### TASK STATEMENT
Every record must be copied exactly. Leave nothing out.

******************************

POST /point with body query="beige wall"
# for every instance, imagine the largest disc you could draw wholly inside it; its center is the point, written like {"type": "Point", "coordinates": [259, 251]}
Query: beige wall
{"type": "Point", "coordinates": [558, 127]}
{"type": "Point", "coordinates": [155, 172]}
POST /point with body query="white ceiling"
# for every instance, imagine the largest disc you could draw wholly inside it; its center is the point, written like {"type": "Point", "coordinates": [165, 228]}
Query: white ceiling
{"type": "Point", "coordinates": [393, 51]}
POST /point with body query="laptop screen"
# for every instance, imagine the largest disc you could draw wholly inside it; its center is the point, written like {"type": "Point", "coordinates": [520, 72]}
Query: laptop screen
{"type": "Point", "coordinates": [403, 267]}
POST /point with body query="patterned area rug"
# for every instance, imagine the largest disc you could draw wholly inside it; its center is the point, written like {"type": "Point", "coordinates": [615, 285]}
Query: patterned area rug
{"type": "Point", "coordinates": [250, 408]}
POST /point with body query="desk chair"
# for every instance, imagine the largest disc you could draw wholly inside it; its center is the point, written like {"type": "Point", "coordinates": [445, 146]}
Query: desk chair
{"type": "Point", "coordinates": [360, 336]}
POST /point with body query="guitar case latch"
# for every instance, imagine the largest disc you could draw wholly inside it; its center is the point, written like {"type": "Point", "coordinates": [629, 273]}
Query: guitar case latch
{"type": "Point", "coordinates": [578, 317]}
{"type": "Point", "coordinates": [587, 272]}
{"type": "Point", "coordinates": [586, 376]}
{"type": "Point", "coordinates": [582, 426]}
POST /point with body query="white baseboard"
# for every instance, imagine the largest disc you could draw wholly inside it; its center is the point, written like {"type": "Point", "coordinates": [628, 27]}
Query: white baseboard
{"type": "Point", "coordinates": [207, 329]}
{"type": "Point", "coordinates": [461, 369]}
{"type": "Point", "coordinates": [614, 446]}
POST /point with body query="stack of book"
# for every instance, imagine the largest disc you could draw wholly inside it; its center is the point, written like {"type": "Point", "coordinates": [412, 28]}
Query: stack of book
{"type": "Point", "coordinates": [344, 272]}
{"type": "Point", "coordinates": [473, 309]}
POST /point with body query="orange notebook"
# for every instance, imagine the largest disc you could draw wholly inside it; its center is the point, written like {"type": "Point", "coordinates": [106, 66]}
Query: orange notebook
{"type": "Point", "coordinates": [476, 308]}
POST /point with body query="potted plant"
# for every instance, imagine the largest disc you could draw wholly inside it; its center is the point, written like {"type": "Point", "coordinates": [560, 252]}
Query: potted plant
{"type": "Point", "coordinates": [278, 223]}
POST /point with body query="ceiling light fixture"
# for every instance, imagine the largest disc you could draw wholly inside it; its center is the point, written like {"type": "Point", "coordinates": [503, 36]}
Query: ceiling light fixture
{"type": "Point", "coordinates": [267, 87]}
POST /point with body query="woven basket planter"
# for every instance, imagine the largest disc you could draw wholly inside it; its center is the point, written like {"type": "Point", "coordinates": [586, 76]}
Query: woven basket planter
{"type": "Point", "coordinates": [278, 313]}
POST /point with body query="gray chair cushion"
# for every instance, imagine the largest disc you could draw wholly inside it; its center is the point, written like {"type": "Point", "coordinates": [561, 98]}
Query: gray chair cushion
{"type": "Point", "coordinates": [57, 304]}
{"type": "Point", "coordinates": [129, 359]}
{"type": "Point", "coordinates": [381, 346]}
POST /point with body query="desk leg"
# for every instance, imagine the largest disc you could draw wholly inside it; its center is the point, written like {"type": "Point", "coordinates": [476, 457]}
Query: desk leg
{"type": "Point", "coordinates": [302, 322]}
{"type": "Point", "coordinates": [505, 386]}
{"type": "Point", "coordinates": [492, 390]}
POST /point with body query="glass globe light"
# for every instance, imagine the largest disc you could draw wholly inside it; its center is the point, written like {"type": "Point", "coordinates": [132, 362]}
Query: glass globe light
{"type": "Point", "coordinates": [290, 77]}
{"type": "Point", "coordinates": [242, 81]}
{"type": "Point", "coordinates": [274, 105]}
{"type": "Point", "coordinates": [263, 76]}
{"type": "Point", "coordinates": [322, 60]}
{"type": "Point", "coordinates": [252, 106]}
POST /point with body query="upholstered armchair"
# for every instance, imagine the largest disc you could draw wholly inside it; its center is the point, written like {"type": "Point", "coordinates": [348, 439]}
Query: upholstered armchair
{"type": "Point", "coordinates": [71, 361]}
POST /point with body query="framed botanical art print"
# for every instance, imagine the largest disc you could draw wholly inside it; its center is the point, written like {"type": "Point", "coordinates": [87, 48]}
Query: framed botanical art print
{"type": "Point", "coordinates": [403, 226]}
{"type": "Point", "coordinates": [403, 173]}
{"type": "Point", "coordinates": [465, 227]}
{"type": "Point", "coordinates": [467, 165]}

******************************

### SOLUTION TO THIS TASK
POST /point with body query="beige wall"
# for every instance, imagine the largest disc you could draw wholly inside it; its center is the point, written like {"type": "Point", "coordinates": [259, 251]}
Query: beige wall
{"type": "Point", "coordinates": [558, 127]}
{"type": "Point", "coordinates": [155, 172]}
POST /point with body query="white ceiling"
# for every instance, imagine the largest disc you could draw wholly inside it; its center is the point, written like {"type": "Point", "coordinates": [165, 228]}
Query: white ceiling
{"type": "Point", "coordinates": [393, 51]}
POST /point with body query="laptop screen"
# for every instance, imagine the largest disc you could draw wholly inside it; its center is the point, written like {"type": "Point", "coordinates": [520, 72]}
Query: laptop screen
{"type": "Point", "coordinates": [403, 267]}
POST /point with body query="patterned area rug"
# for every instance, imagine the largest disc you could draw wholly inside it; its center is the point, written like {"type": "Point", "coordinates": [615, 285]}
Query: patterned area rug
{"type": "Point", "coordinates": [250, 408]}
POST /point with body query="desk chair"
# for every instance, imagine the largest disc you could draw wholly inside it; its center is the point, written like {"type": "Point", "coordinates": [445, 146]}
Query: desk chair
{"type": "Point", "coordinates": [360, 336]}
POST /point with body query="guitar case latch"
# for every instance, imagine the largest disc you could draw wholly inside it; its center is the point, written like {"type": "Point", "coordinates": [629, 273]}
Query: guitar case latch
{"type": "Point", "coordinates": [578, 317]}
{"type": "Point", "coordinates": [587, 272]}
{"type": "Point", "coordinates": [586, 376]}
{"type": "Point", "coordinates": [582, 426]}
POST /point with body query="white baseboard"
# for every instance, imagine the largest disc you could draw wholly inside it; its center is the point, written like {"type": "Point", "coordinates": [628, 27]}
Query: white baseboard
{"type": "Point", "coordinates": [207, 329]}
{"type": "Point", "coordinates": [461, 369]}
{"type": "Point", "coordinates": [614, 446]}
POST /point with body query="stack of book"
# for every instance, imagine the largest disc you could draw wholly inside it; its center is the point, written like {"type": "Point", "coordinates": [412, 28]}
Query: stack of book
{"type": "Point", "coordinates": [344, 272]}
{"type": "Point", "coordinates": [473, 309]}
POST /point with body query="orange notebook"
# for every instance, imagine the largest disc you could draw wholly inside it; its center is the point, written like {"type": "Point", "coordinates": [106, 66]}
Query: orange notebook
{"type": "Point", "coordinates": [476, 308]}
POST /point with body query="potted plant"
# for every instance, imagine the largest disc you could draw wholly inside it; its center is the point, written like {"type": "Point", "coordinates": [560, 252]}
Query: potted plant
{"type": "Point", "coordinates": [278, 223]}
POST /point with body query="ceiling light fixture"
# for every instance, imagine the largest disc you could draw wholly inside it; its center is the point, written like {"type": "Point", "coordinates": [503, 36]}
Query: ceiling light fixture
{"type": "Point", "coordinates": [267, 87]}
POST /point with body query="woven basket planter"
# for every instance, imagine the largest disc you could draw wholly inside it; its center is the point, written like {"type": "Point", "coordinates": [586, 76]}
Query: woven basket planter
{"type": "Point", "coordinates": [278, 313]}
POST /point with body query="gray chair cushion"
# for every instance, imagine the largest disc you could draw wholly inside it; its center is the point, written like {"type": "Point", "coordinates": [561, 98]}
Query: gray chair cushion
{"type": "Point", "coordinates": [57, 304]}
{"type": "Point", "coordinates": [129, 359]}
{"type": "Point", "coordinates": [381, 346]}
POST /point with body query="desk leg"
# for every instance, imagine the largest disc you could draw wholly inside it; its center is the point, written like {"type": "Point", "coordinates": [476, 457]}
Query: desk leg
{"type": "Point", "coordinates": [302, 322]}
{"type": "Point", "coordinates": [505, 386]}
{"type": "Point", "coordinates": [492, 390]}
POST /point with body query="glass globe light"
# for every instance, imagine the largest disc you could draw wholly inside it; its center is the point, written like {"type": "Point", "coordinates": [132, 362]}
Query: glass globe light
{"type": "Point", "coordinates": [290, 77]}
{"type": "Point", "coordinates": [242, 81]}
{"type": "Point", "coordinates": [274, 105]}
{"type": "Point", "coordinates": [263, 76]}
{"type": "Point", "coordinates": [322, 60]}
{"type": "Point", "coordinates": [252, 106]}
POST /point with body query="upholstered armchair"
# for every instance, imagine the largest disc you could draw wholly inside it; its center is the point, written like {"type": "Point", "coordinates": [348, 439]}
Query: upholstered armchair
{"type": "Point", "coordinates": [71, 361]}
POST /point with body query="framed botanical art print"
# for every instance, imagine the largest disc you could draw wholly inside it; its center is the point, written like {"type": "Point", "coordinates": [87, 48]}
Query: framed botanical art print
{"type": "Point", "coordinates": [403, 226]}
{"type": "Point", "coordinates": [403, 173]}
{"type": "Point", "coordinates": [465, 227]}
{"type": "Point", "coordinates": [467, 165]}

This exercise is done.